• What you need to do: Express the lines below as a JSON list of strings, one string per line and blank lines omitted, starting at the line that contains "Could you please identify the black lace mantilla" and ending at the final line.

• Provided information:
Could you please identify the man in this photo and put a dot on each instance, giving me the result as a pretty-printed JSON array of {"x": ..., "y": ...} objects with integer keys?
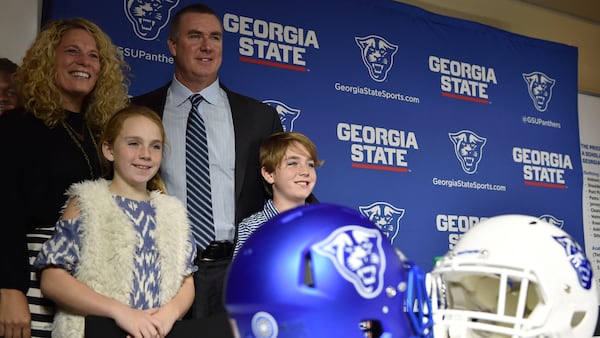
[
  {"x": 8, "y": 96},
  {"x": 235, "y": 128}
]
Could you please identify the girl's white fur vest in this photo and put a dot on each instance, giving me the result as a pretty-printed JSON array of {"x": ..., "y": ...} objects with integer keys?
[{"x": 108, "y": 248}]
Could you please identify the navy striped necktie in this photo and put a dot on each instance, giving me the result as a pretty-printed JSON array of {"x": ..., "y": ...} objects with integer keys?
[{"x": 199, "y": 203}]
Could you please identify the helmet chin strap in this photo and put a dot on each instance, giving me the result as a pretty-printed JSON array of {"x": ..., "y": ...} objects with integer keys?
[{"x": 371, "y": 328}]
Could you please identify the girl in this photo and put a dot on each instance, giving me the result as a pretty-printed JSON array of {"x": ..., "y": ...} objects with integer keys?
[{"x": 122, "y": 248}]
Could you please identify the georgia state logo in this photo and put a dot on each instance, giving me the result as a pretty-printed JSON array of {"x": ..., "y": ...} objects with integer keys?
[
  {"x": 468, "y": 148},
  {"x": 287, "y": 114},
  {"x": 149, "y": 17},
  {"x": 386, "y": 216},
  {"x": 378, "y": 55},
  {"x": 578, "y": 260},
  {"x": 552, "y": 220},
  {"x": 540, "y": 87},
  {"x": 358, "y": 256}
]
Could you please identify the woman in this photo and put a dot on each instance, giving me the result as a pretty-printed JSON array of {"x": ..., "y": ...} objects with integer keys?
[{"x": 71, "y": 80}]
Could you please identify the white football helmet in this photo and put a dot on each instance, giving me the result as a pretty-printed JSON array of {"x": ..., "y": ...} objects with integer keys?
[{"x": 514, "y": 276}]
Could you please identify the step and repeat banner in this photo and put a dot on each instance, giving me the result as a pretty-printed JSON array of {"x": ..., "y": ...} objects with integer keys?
[{"x": 427, "y": 124}]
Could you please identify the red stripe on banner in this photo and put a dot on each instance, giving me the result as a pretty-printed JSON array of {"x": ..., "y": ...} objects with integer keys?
[
  {"x": 466, "y": 98},
  {"x": 272, "y": 64},
  {"x": 378, "y": 167},
  {"x": 547, "y": 185}
]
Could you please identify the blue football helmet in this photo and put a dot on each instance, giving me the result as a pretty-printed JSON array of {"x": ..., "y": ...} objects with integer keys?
[{"x": 324, "y": 270}]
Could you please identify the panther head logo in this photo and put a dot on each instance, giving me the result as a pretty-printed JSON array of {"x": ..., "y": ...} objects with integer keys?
[
  {"x": 378, "y": 55},
  {"x": 552, "y": 220},
  {"x": 468, "y": 148},
  {"x": 287, "y": 114},
  {"x": 386, "y": 216},
  {"x": 148, "y": 17},
  {"x": 358, "y": 256},
  {"x": 540, "y": 87}
]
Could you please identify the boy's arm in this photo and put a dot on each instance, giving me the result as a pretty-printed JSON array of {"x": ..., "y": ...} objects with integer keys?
[{"x": 175, "y": 309}]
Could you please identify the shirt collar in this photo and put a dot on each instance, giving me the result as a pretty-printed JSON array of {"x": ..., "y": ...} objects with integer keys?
[{"x": 211, "y": 94}]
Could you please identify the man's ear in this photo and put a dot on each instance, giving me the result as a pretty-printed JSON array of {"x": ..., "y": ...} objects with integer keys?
[
  {"x": 267, "y": 176},
  {"x": 172, "y": 44},
  {"x": 107, "y": 151}
]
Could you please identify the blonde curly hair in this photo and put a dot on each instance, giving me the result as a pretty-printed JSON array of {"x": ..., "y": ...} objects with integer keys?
[{"x": 36, "y": 85}]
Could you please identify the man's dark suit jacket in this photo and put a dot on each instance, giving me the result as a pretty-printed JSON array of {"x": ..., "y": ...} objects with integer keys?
[{"x": 253, "y": 121}]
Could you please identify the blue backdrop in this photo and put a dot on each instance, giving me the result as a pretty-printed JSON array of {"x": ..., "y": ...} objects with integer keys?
[{"x": 427, "y": 124}]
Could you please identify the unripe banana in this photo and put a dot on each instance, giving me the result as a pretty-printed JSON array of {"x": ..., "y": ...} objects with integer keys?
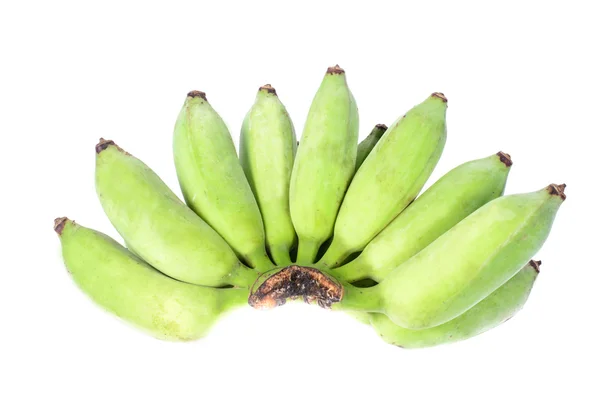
[
  {"x": 129, "y": 288},
  {"x": 390, "y": 178},
  {"x": 492, "y": 311},
  {"x": 159, "y": 227},
  {"x": 213, "y": 182},
  {"x": 324, "y": 163},
  {"x": 465, "y": 264},
  {"x": 267, "y": 149},
  {"x": 449, "y": 200},
  {"x": 365, "y": 147}
]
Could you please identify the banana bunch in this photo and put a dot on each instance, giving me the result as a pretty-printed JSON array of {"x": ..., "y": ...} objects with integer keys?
[{"x": 328, "y": 220}]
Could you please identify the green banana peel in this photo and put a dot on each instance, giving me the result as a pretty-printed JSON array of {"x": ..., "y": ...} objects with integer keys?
[
  {"x": 213, "y": 182},
  {"x": 465, "y": 264},
  {"x": 448, "y": 201},
  {"x": 159, "y": 227},
  {"x": 267, "y": 150},
  {"x": 390, "y": 178},
  {"x": 364, "y": 148},
  {"x": 492, "y": 311},
  {"x": 327, "y": 153},
  {"x": 132, "y": 290}
]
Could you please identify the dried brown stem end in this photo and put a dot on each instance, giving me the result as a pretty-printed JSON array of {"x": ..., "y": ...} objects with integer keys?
[
  {"x": 505, "y": 158},
  {"x": 59, "y": 224},
  {"x": 535, "y": 265},
  {"x": 557, "y": 190},
  {"x": 197, "y": 93},
  {"x": 295, "y": 282},
  {"x": 269, "y": 89},
  {"x": 440, "y": 96},
  {"x": 335, "y": 70}
]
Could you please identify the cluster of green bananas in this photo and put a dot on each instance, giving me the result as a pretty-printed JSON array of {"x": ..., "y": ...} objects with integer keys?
[{"x": 327, "y": 220}]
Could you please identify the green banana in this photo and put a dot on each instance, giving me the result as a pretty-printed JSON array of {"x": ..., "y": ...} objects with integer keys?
[
  {"x": 131, "y": 289},
  {"x": 324, "y": 163},
  {"x": 159, "y": 227},
  {"x": 365, "y": 147},
  {"x": 465, "y": 264},
  {"x": 213, "y": 182},
  {"x": 490, "y": 312},
  {"x": 390, "y": 178},
  {"x": 267, "y": 149},
  {"x": 449, "y": 200}
]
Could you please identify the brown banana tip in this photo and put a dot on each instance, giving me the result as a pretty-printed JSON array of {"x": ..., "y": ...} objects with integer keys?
[
  {"x": 557, "y": 190},
  {"x": 440, "y": 95},
  {"x": 103, "y": 145},
  {"x": 295, "y": 282},
  {"x": 535, "y": 265},
  {"x": 505, "y": 158},
  {"x": 269, "y": 89},
  {"x": 197, "y": 93},
  {"x": 59, "y": 224},
  {"x": 335, "y": 70}
]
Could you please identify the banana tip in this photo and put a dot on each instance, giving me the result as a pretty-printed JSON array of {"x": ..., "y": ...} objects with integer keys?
[
  {"x": 505, "y": 158},
  {"x": 535, "y": 265},
  {"x": 440, "y": 95},
  {"x": 557, "y": 190},
  {"x": 59, "y": 224},
  {"x": 335, "y": 70},
  {"x": 268, "y": 88},
  {"x": 197, "y": 93},
  {"x": 103, "y": 145}
]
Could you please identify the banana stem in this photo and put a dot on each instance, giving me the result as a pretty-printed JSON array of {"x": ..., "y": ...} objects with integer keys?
[
  {"x": 281, "y": 255},
  {"x": 307, "y": 251},
  {"x": 335, "y": 255},
  {"x": 351, "y": 272},
  {"x": 243, "y": 277}
]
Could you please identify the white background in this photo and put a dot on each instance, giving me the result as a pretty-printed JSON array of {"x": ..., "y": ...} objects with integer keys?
[{"x": 520, "y": 77}]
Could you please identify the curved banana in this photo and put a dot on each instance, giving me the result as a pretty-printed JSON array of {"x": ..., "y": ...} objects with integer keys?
[
  {"x": 365, "y": 147},
  {"x": 213, "y": 182},
  {"x": 390, "y": 178},
  {"x": 449, "y": 200},
  {"x": 159, "y": 227},
  {"x": 129, "y": 288},
  {"x": 465, "y": 264},
  {"x": 490, "y": 312},
  {"x": 324, "y": 163},
  {"x": 267, "y": 149}
]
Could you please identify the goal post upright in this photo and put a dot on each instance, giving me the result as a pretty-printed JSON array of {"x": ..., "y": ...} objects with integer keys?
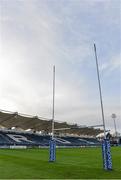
[
  {"x": 106, "y": 153},
  {"x": 52, "y": 143}
]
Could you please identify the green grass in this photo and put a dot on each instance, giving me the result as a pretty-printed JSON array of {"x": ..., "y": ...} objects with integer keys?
[{"x": 81, "y": 163}]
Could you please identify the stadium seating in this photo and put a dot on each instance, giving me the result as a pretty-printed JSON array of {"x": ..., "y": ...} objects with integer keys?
[{"x": 32, "y": 139}]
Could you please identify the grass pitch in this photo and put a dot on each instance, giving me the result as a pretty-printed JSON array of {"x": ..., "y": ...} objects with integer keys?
[{"x": 80, "y": 163}]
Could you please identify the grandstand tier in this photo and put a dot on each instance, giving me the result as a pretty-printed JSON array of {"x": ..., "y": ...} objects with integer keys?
[{"x": 10, "y": 138}]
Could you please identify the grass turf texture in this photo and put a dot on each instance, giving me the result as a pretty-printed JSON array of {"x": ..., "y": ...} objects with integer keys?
[{"x": 80, "y": 163}]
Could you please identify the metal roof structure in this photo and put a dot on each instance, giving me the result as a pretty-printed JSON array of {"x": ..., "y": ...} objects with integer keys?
[{"x": 10, "y": 119}]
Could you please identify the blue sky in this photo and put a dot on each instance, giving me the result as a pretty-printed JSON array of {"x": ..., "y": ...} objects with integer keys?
[{"x": 36, "y": 34}]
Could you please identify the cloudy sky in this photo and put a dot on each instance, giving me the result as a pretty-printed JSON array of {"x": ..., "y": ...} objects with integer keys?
[{"x": 37, "y": 34}]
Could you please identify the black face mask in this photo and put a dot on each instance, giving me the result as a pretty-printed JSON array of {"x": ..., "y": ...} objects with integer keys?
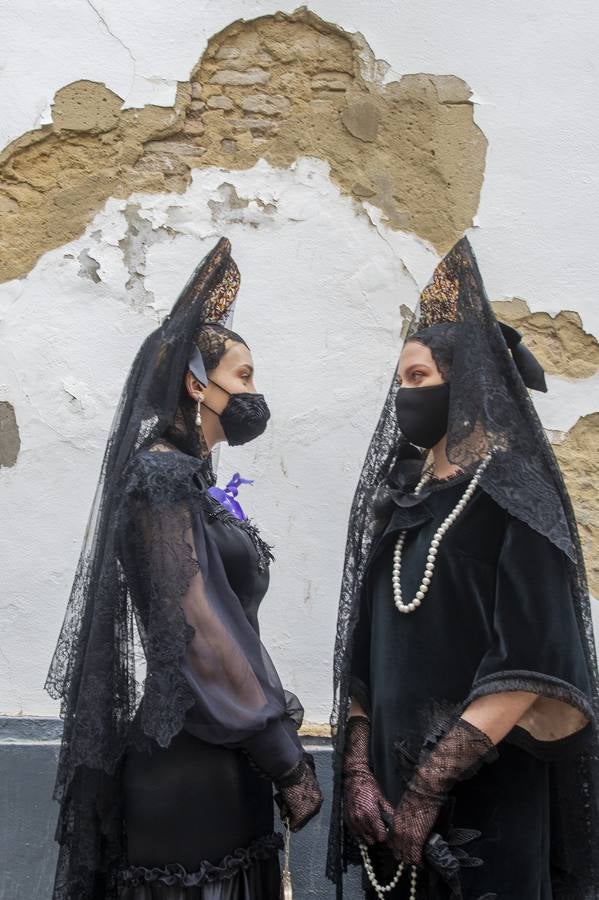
[
  {"x": 422, "y": 413},
  {"x": 244, "y": 417}
]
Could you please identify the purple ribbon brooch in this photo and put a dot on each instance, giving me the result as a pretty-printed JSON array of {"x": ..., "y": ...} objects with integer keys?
[{"x": 228, "y": 496}]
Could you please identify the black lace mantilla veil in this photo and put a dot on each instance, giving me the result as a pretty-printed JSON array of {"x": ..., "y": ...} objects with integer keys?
[
  {"x": 490, "y": 410},
  {"x": 93, "y": 671}
]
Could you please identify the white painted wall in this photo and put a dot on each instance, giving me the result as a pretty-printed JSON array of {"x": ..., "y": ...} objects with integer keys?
[{"x": 322, "y": 285}]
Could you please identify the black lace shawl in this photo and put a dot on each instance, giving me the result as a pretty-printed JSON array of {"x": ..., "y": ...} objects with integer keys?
[
  {"x": 98, "y": 667},
  {"x": 490, "y": 410}
]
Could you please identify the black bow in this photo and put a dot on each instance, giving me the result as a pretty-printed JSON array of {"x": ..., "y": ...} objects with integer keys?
[{"x": 530, "y": 369}]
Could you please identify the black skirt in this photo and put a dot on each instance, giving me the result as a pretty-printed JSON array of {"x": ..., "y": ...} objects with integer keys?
[{"x": 198, "y": 825}]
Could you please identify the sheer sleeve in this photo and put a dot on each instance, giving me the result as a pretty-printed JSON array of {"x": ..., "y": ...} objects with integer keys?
[
  {"x": 536, "y": 643},
  {"x": 207, "y": 669}
]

• Output of the task:
[
  "Could you please identify the black lace mantilla veil in this photo and put a dot on each instance, giving me the result as a pretty-printed JSON array of {\"x\": ..., \"y\": ...} objects with integer keys?",
  "[",
  "  {\"x\": 490, \"y\": 410},",
  "  {\"x\": 93, \"y\": 671}",
  "]",
  "Could you please identify the white painted wall in this photo and put a dot on each instance, giving me the result as a pretty-printed JSON array of {\"x\": ..., \"y\": ...} objects with integer keys?",
  "[{\"x\": 322, \"y\": 285}]",
  "Could you please identify the black lace shawl in this photo and put a dot on each instance, giving me the result as a pretty-printed JSON array of {\"x\": ..., \"y\": ...} objects with integer keys?",
  "[",
  "  {\"x\": 98, \"y\": 667},",
  "  {\"x\": 490, \"y\": 410}",
  "]",
  "Could you please identify the black bow in this photo and put a dot on each instance, giving me the result as a pretty-printed JSON array of {\"x\": ..., \"y\": ...} objects with integer keys?",
  "[{\"x\": 530, \"y\": 369}]",
  "Could you please identify the black skirt in this photo and put a dot on each instance, giving me the result as a pretty-printed JSON array of {\"x\": ..., \"y\": ...} objects with integer keys?",
  "[{\"x\": 198, \"y\": 825}]",
  "Could you please identify the sheer sleeve in this photo and put a dot on each instance, giving me the result as a pretty-printed JSON array of {\"x\": ..., \"y\": ...} objects with integer keys?",
  "[",
  "  {\"x\": 536, \"y\": 643},",
  "  {\"x\": 207, \"y\": 669}",
  "]"
]